- [Exercise objective]
Copy out the listing that follows, exactly, without its pictures.
"""
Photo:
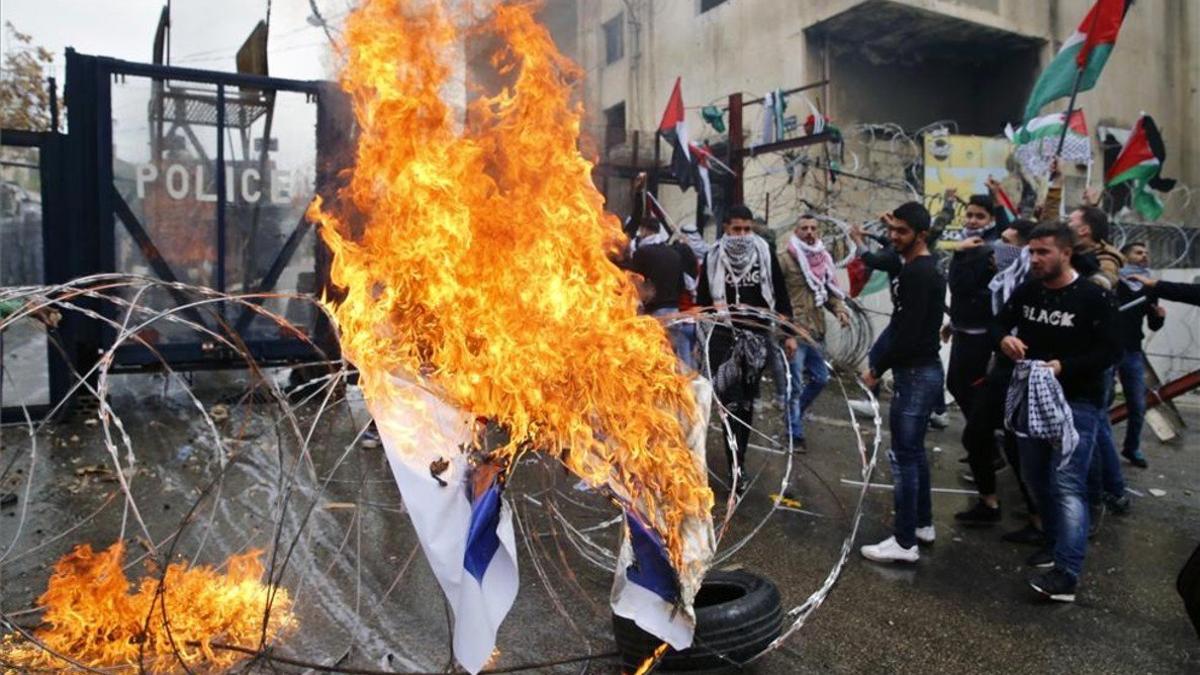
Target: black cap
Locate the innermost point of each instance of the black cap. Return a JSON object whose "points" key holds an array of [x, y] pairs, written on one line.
{"points": [[738, 211]]}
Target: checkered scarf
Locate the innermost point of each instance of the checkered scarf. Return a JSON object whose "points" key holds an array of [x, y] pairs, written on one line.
{"points": [[745, 362], [1036, 407]]}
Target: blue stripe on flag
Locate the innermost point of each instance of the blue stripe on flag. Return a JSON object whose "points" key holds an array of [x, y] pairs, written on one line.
{"points": [[651, 567], [483, 542]]}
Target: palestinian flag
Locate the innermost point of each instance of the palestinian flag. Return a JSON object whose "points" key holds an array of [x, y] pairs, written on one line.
{"points": [[1140, 162], [1086, 51], [1037, 142], [675, 129]]}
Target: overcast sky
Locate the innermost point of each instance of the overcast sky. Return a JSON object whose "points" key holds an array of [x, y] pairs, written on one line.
{"points": [[205, 34]]}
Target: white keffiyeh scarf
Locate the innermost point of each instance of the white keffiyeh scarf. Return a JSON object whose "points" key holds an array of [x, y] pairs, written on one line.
{"points": [[732, 260], [659, 237], [819, 269], [1008, 279], [1036, 407]]}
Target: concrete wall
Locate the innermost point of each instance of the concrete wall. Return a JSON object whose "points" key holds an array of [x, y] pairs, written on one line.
{"points": [[754, 46]]}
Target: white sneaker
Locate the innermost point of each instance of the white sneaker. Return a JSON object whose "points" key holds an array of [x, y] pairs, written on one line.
{"points": [[888, 550], [862, 406]]}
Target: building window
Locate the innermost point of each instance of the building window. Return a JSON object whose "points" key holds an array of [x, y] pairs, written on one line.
{"points": [[615, 125], [615, 39]]}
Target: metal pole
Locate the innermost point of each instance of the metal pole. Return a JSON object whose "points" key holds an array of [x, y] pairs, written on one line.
{"points": [[735, 159], [1071, 108], [54, 103]]}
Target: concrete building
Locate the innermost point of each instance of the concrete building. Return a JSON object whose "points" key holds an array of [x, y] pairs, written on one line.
{"points": [[905, 61]]}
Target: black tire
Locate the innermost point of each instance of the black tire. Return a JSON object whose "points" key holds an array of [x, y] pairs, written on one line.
{"points": [[737, 615]]}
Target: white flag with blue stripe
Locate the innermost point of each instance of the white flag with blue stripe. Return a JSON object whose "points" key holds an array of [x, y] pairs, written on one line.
{"points": [[459, 513], [647, 589]]}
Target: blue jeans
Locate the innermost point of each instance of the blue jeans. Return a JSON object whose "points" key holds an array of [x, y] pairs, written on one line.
{"points": [[809, 376], [917, 390], [1061, 493], [1133, 382], [683, 336], [881, 344], [1105, 476]]}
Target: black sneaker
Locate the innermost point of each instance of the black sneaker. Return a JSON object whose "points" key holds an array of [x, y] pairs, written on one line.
{"points": [[1117, 505], [1042, 559], [1135, 458], [1055, 585], [979, 514], [1027, 535]]}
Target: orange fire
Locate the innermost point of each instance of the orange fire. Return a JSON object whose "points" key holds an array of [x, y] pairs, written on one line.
{"points": [[477, 260], [94, 619]]}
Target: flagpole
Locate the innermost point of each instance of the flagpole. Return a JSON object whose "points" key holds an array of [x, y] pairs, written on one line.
{"points": [[1071, 111]]}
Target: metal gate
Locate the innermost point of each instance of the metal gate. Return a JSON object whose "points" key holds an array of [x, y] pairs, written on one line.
{"points": [[34, 370], [201, 178]]}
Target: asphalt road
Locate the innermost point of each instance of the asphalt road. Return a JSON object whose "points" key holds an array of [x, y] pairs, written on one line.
{"points": [[366, 598]]}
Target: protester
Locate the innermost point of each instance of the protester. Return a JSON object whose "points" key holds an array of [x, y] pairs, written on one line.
{"points": [[972, 267], [811, 281], [918, 299], [985, 416], [1062, 326], [887, 261], [1134, 308], [741, 270], [661, 269]]}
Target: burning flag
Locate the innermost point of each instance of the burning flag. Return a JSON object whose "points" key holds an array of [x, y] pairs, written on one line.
{"points": [[1081, 57], [1141, 162], [675, 129], [94, 619], [1037, 142], [454, 499], [477, 282]]}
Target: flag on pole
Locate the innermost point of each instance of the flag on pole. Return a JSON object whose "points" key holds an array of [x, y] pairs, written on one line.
{"points": [[1085, 53], [1141, 163], [675, 129], [459, 513], [1037, 142]]}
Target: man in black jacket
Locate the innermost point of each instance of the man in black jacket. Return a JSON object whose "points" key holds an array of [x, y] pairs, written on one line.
{"points": [[918, 300], [971, 269], [1135, 308], [1067, 323]]}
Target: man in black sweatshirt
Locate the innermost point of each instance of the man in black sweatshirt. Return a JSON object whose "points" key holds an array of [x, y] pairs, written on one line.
{"points": [[1135, 306], [741, 280], [918, 300], [972, 267], [1062, 320]]}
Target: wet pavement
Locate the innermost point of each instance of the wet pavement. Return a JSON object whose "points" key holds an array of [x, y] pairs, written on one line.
{"points": [[366, 598]]}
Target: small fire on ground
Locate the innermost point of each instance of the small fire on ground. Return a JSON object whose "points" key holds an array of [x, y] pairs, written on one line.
{"points": [[96, 619]]}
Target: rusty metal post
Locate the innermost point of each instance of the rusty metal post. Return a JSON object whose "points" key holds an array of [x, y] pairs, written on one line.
{"points": [[735, 159]]}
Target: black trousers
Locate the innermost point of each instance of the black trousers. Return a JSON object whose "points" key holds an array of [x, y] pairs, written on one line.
{"points": [[967, 368], [985, 418], [738, 398]]}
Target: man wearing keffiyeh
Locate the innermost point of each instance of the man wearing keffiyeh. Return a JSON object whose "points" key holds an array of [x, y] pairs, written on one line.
{"points": [[738, 280], [813, 286]]}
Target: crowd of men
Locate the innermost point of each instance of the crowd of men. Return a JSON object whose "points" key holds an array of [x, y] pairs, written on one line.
{"points": [[1043, 317]]}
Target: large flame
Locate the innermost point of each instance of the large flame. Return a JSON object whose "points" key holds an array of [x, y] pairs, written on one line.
{"points": [[478, 260], [93, 617]]}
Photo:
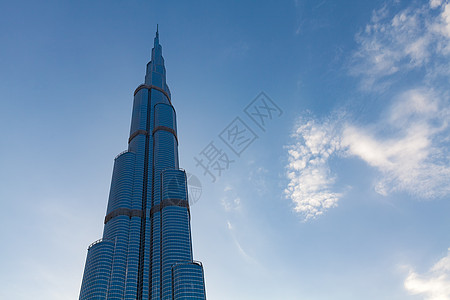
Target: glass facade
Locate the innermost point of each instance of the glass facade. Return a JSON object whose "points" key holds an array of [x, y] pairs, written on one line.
{"points": [[146, 249]]}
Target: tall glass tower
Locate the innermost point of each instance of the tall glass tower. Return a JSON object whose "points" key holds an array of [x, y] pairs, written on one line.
{"points": [[146, 249]]}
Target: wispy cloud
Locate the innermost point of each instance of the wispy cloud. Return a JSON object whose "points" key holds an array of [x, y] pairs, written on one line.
{"points": [[310, 178], [409, 147], [432, 285], [414, 38], [409, 143]]}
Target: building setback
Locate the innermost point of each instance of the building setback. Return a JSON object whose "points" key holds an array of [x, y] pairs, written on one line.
{"points": [[146, 249]]}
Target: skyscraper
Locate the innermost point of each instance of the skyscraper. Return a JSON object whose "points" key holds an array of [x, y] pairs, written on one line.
{"points": [[146, 249]]}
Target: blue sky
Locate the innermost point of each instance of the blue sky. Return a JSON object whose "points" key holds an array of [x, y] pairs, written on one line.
{"points": [[343, 195]]}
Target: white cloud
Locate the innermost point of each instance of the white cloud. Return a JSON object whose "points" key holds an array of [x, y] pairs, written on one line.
"""
- [Task response]
Photo:
Target: black cap
Locate the innermost point of each instance of the black cap. Return a JSON object whose "points" key holds an array of [x, y] pairs, written on one line.
{"points": [[738, 211]]}
Target: checkered scarf
Locate the innermost point of each instance of the checkered scarf. Return a JSON object whose "points" key holds an array of [x, y] pairs, written on one line.
{"points": [[745, 362], [1036, 407]]}
Target: blue stripe on flag
Locate the innermost point of each instance of the blue stripe on flag. Return a JSON object whose "points" key holds an array of [x, y] pairs, written on one line.
{"points": [[651, 567], [483, 542]]}
Target: palestinian flag
Locate the innermost point of each instance of the palestinian flag. Return a JSON object whose "points" key holds an array of [x, y] pairs, written on one line.
{"points": [[1140, 162], [1086, 51], [1037, 142], [675, 129]]}
Target: overcast sky
Locate the innermost point of each instance of the overcast sky. Return a JSON object whose "points" key holds an array of [x, y] pairs, written on one line.
{"points": [[205, 34]]}
Target: white keffiyeh scarf
Locate the innermost point of each instance of the white keffiyeh scarf. Return a JSON object whose "points" key holds an array of [x, y] pairs, written on one line.
{"points": [[732, 260], [659, 237], [819, 269], [1008, 279], [1036, 407]]}
Target: concrete wall
Locate the innermost point of each instance of the concrete wall. Return a JSON object whose "points" key holds an array of [x, y] pairs, written on one line.
{"points": [[754, 46]]}
Target: white sneaker
Locate the innermost point of each instance of the white sneaker. Return a JSON object whose "points" key holds an array of [x, y] pairs, written on one line.
{"points": [[888, 550], [862, 406]]}
Target: building window
Locate the innermost point of each instance of the building window. Return a JSON object whose "points" key holds an array of [x, y] pairs, written on one line.
{"points": [[615, 125], [615, 39]]}
Target: metal pole
Locate the innermost point of each instance of the metal pole. Return a JSON object whose "points" key holds an array of [x, y] pairs, written on one line.
{"points": [[735, 159], [1071, 108], [54, 103]]}
Target: concrete building
Locate the innermost point of each instance of the concrete building. Return a JSON object whose "points" key holds an array of [x, y] pairs, written on one line.
{"points": [[905, 61]]}
Target: black tire
Locate the innermost point of each instance of the black tire. Return a JSON object whose "points" key holds an array of [x, y] pairs, written on one line.
{"points": [[737, 615]]}
Target: white flag with blue stripe
Locate the innermost point of each instance of the white flag with blue stripe. Return a JSON object whose "points" key holds an array of [x, y] pairs, written on one line.
{"points": [[459, 513], [647, 589]]}
Target: blue jeans
Locate the innermost point of each instance of the blue jeans. Return a JSON object whose "points" key holds an array of [x, y] pairs, written on one line.
{"points": [[809, 376], [917, 390], [1061, 493], [1133, 382], [683, 336], [881, 344], [1105, 476]]}
Target: black sneaker
Locate the innermost point of each instance of the black sneaker. Return a JSON object whose "points" key holds an array of [x, y] pairs, written on one line.
{"points": [[1117, 505], [1042, 559], [1135, 458], [1055, 585], [979, 514], [1027, 535]]}
Target: orange fire
Locate the innermost point of each instance of the orange fire. Return a JSON object whose "points" key holds an array of [x, y] pairs, written on one line.
{"points": [[477, 260], [94, 619]]}
Target: flagpole
Locate the innermost point of each instance of the flagpole. Return a JSON object whose "points" key holds an array of [x, y] pairs, written on one line.
{"points": [[1071, 111]]}
Target: metal gate
Locate the innermost point of each instance of the metal gate. Return a JSON object whose "points" key holds an array of [x, y] pairs, written on one line.
{"points": [[34, 370], [201, 178]]}
Target: asphalt road
Locate the innermost point of each instance of the asphalt road. Return a JSON object whose "points" key holds an array of [x, y] pairs, written on one line.
{"points": [[366, 598]]}
Target: protester
Locate the innermost point of each instance of the protester. Return a JSON object whose "points" key holds an array of [x, y] pairs, written on one line.
{"points": [[972, 267], [811, 281], [918, 299], [985, 416], [1062, 326], [887, 261], [1134, 308], [741, 270], [661, 269]]}
Target: burning flag
Locate the innermost point of each instance of the burning flag. Return a JSON object whose "points" key holds an array of [x, y] pairs, written on one line.
{"points": [[1081, 57], [1141, 162], [675, 129], [94, 619], [1037, 142], [454, 499], [477, 282]]}
Target: flag on pole
Locate the innermost point of each instance of the flag on pole. Return a JSON object whose "points" key holds an array of [x, y] pairs, written on one line.
{"points": [[1085, 53], [1141, 163], [675, 129], [459, 513], [1037, 142]]}
Target: man in black jacket
Locate the innermost point of each instance of the man in black jacket. Return a JSON object whose "points" key holds an array of [x, y] pairs, written on one line.
{"points": [[918, 300], [971, 269], [1135, 308], [1067, 323]]}
Target: man in black sweatshirt
Locate the innermost point of each instance of the man in black sweatshirt. Return a JSON object whose "points" key holds an array of [x, y] pairs, written on one line.
{"points": [[1135, 306], [741, 280], [918, 300], [972, 267], [1062, 320]]}
Target: wet pavement
Locate the innermost point of each instance of the wet pavement. Return a JSON object whose "points" key holds an array of [x, y] pairs, written on one line.
{"points": [[366, 598]]}
Target: small fire on ground
Locate the innermost point of each instance of the small fire on ground. Return a JSON object whose "points" key holds an array of [x, y] pairs, written on one line.
{"points": [[96, 619]]}
Target: rusty metal post
Locate the innermost point of each instance of the rusty metal post. Return a JSON object whose "points" key holds an array of [x, y] pairs, written on one line.
{"points": [[735, 159]]}
Target: black trousers
Locate the innermost point of each instance of the black trousers. Return a JSON object whose "points" key holds an array of [x, y] pairs, written on one line.
{"points": [[967, 368], [985, 418], [738, 398]]}
Target: man wearing keffiyeh
Locate the innermost point of each instance of the man wearing keffiyeh. Return a JSON object whose "points" key holds an array of [x, y] pairs, written on one line.
{"points": [[738, 280], [813, 286]]}
Target: crowd of men
Locate the innermost point of each instance of the crowd of men. Return a JSON object whose "points" key holds an array of [x, y] pairs, written on one line.
{"points": [[1043, 317]]}
Target: large flame
Locate the innermost point of each instance of the large flame. Return a JSON object whose "points" key holds an array of [x, y] pairs, written on one line.
{"points": [[478, 260], [93, 617]]}
Photo:
Target: glass facade
Locate the innermost point of each instance of the glass facade. Return a JSON object whose "points" key holds an array of [x, y] pairs, written on one line.
{"points": [[146, 249]]}
Target: tall glass tower
Locate the innermost point of each instance of the tall glass tower. Return a JSON object whose "points" key holds an array of [x, y] pairs, written on one line.
{"points": [[146, 249]]}
Target: wispy cloud
Locate the innermost point of each instance of the wispy cloud. Return a JSON object whose "points" key holds an array of [x, y] pairs, written on one line.
{"points": [[310, 178], [409, 147], [432, 285], [414, 38], [409, 143]]}
Target: building setback
Locate the innermost point of each instance of the building setback. Return a JSON object whose "points" key holds an array of [x, y] pairs, written on one line.
{"points": [[146, 249]]}
Target: skyscraper
Locate the innermost point of each instance of the skyscraper. Return a JSON object whose "points" key holds an array of [x, y] pairs, written on one line.
{"points": [[146, 249]]}
Target: blue sky
Locate the innermost point of each instance of the blue sky. Return a JSON object whose "points" key holds an array of [x, y] pairs, written on one line.
{"points": [[343, 195]]}
Target: white cloud
Locate the innermost point of each instance of the white cloud. Return a JSON object whose "points" key holds an array of [x, y] pairs, written on one line.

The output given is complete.